## SELECTED PASSAGE
start
WATERTOWN, Wis. — As absentee voting gets into full swing in battleground Wisconsin, GOP Rep. Tom Tiffany is raising the alarm about what the state’s capital says is a clerical error that resulted in more than 2,000 voters receiving duplicate ballots in the city across multiple wards.
Madison’s communications director, Dylan Brogan, was quick to point out the city has been open about the mistake and cited safeguards that protect against ballots being scanned twice.
“The City of Madison really prides itself on being extremely transparent in our election administration,” Brogan told The Post.
“On the day we found out a clerical error occurred, we immediately reached out to voters.”
Brogan noted the city clerk’s office contacted the 2,000+ voters who received duplicate ballots in one day to notify them to destroy one of the ballots.
The city says the error occurred from an unsuccessful file merge that copied voter files instead of merging them and Tuesday updated the number of voters affected to 2,215.
“Each absentee ballot has unique barcodes and can only be scanned once. If it’s scanned twice, it’s rejected,” Brogan said of a safeguard.
The clerk’s notice on the city website also says that once an absentee ballot is received, it is marked in a poll book to indicate the person has already voted as another safeguard against a second vote.
Rep. Tom Tiffany, whose northern Wisconsin district does not include Madison, sent a strongly worded letter to the city clerk Tuesday, demanding answers for the errors.
end
## Dataset excerpt
start
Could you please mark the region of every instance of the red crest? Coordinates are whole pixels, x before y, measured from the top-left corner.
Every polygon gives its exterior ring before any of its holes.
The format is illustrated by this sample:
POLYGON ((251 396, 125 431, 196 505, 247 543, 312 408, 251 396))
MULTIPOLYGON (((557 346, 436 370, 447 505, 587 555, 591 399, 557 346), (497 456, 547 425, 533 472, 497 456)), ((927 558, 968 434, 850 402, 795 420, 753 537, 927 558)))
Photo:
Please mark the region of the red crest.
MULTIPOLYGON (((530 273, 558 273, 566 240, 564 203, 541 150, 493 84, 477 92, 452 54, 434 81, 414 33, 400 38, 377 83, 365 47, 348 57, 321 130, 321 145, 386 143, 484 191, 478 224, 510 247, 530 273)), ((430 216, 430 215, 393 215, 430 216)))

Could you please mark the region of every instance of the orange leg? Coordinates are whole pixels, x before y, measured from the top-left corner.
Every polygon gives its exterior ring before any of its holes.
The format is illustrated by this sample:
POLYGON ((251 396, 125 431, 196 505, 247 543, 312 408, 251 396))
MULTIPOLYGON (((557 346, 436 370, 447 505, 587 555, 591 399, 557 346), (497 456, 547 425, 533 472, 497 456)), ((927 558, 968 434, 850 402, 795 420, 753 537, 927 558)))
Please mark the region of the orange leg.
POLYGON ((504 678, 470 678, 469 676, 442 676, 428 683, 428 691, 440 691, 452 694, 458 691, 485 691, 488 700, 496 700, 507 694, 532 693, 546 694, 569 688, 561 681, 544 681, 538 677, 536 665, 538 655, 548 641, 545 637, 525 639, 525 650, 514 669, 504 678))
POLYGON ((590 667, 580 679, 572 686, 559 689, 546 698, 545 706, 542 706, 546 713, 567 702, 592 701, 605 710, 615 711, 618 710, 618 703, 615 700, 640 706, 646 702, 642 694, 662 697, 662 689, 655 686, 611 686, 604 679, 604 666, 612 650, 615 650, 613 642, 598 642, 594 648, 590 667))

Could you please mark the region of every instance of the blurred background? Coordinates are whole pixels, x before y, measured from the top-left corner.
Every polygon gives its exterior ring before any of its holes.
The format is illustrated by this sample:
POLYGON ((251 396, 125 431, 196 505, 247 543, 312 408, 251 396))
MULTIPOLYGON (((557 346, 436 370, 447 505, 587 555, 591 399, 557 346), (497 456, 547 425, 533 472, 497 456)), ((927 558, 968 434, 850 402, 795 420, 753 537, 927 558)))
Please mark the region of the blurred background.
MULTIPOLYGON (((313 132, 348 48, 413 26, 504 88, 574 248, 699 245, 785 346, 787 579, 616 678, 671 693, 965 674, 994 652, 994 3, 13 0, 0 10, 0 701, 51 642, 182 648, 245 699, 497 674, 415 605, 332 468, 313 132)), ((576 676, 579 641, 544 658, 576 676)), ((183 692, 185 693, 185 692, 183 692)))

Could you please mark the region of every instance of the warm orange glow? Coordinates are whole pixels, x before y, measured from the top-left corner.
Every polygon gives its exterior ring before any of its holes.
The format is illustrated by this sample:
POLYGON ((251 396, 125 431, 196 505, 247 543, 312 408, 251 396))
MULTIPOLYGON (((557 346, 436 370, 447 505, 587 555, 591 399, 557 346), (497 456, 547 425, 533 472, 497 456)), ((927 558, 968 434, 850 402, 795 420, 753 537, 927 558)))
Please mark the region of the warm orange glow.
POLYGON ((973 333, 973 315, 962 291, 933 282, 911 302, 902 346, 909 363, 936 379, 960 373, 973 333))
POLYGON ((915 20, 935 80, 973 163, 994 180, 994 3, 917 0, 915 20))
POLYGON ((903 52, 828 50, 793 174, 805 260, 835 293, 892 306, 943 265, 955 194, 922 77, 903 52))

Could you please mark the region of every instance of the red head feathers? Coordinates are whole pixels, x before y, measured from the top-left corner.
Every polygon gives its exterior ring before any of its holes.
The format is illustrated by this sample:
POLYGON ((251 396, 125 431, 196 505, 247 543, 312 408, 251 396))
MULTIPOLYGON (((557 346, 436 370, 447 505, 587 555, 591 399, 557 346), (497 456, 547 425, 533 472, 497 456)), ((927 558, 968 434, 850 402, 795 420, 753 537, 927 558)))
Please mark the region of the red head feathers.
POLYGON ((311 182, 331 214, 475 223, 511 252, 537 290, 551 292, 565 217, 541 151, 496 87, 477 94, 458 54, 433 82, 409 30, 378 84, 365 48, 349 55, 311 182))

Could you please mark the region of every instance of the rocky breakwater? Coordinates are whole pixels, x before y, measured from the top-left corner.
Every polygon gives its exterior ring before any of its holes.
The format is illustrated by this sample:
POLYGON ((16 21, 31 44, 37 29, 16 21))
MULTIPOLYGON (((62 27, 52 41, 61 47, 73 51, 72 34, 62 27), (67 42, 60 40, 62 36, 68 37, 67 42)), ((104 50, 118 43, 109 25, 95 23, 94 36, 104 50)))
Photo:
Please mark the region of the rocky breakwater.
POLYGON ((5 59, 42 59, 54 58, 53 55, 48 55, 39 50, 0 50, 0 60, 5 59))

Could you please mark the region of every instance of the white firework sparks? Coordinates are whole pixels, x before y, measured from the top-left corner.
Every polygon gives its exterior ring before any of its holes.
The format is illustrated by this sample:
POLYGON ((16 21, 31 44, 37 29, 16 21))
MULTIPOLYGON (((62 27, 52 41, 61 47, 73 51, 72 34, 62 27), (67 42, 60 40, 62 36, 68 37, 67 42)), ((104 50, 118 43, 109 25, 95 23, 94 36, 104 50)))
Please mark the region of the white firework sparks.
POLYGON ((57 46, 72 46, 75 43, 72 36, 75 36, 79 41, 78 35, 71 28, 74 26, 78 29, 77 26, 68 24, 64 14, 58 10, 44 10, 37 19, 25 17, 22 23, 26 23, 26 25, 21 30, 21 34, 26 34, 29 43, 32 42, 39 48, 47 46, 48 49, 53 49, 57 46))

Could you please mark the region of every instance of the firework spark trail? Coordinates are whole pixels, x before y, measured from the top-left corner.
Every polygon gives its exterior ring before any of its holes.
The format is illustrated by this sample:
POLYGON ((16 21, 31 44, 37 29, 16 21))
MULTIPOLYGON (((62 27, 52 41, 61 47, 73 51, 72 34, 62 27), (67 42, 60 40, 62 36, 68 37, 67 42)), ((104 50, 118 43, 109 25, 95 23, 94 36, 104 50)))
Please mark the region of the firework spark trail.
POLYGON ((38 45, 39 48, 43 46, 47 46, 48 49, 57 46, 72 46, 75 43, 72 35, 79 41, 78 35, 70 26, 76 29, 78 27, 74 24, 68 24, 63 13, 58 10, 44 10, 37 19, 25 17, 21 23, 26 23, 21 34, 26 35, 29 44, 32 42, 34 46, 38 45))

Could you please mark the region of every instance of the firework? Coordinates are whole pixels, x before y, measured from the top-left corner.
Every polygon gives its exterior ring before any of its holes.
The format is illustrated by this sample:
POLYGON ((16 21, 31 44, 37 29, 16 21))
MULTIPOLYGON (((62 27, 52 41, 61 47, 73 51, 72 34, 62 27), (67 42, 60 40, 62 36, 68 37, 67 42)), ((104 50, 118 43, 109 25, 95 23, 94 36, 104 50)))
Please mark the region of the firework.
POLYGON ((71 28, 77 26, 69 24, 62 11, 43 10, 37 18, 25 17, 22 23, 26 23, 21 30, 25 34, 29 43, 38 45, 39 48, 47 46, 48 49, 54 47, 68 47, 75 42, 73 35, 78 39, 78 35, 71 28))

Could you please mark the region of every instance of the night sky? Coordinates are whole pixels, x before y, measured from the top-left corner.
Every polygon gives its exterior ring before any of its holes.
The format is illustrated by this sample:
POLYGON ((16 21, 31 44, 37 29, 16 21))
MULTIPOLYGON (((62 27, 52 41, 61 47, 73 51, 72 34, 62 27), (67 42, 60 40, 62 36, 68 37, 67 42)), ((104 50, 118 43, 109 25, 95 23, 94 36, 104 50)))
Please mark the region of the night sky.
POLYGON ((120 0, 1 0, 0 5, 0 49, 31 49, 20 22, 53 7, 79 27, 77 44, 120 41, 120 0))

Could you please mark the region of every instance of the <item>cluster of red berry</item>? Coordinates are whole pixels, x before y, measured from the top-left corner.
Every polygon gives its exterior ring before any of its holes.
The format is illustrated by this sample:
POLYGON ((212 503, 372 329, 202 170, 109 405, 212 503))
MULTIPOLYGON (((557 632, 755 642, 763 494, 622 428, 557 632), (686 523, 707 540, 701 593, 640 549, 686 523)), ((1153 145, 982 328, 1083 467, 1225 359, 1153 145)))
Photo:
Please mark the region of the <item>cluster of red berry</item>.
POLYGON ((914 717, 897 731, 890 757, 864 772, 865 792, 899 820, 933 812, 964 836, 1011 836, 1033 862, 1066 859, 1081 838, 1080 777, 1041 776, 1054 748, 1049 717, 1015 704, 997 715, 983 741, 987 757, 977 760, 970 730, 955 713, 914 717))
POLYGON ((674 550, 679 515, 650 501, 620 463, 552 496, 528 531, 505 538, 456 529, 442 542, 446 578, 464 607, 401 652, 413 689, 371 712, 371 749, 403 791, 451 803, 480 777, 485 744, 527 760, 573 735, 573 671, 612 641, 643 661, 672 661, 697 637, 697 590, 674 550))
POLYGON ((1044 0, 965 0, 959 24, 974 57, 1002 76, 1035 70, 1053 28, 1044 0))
end
## GIVEN PROBLEM 1
Find every line in the listing above that contains the string "background", and copy each of those lines.
## GIVEN PROBLEM 2
Continue the news report on Madison's duplicate absentee ballots, picking up right after its final sentence.

## EXERCISE OUTPUT 1
Could you please mark the region of every instance of the blurred background? Coordinates are whole pixels, x before y, measured from the top-left corner.
Please mark the region of the blurred background.

## EXERCISE OUTPUT 2
Several of Tiffany’s questions asked for clarification on the handling of both the discovery of the error and the duplicate ballots. The city originally said the error was confined to one ward but has since admitted the problem was spread across 10 wards. Tiffany’s asks include:
- Has the Clerk’s Office received any reports of duplicate ballots in other wards, or conducted any due diligence to ensure that this “error” was limited to just a single ward?
- Have any of these duplicate ballots been returned to the Clerk’s Office, and if so, have they been set aside pending an investigation?
- The Clerk’s Office has claimed that the duplicate ballots have unique bar codes. Are these unique ballot bar codes linked to individual, identifiable voter profiles?
Brogan had not seen Tiffany’s letter when he spoke with The Post but said the city would provide answers.
Tiffany’s office confirmed the congressman called for an independent investigation into the error after it was known to have included multiple wards instead of one.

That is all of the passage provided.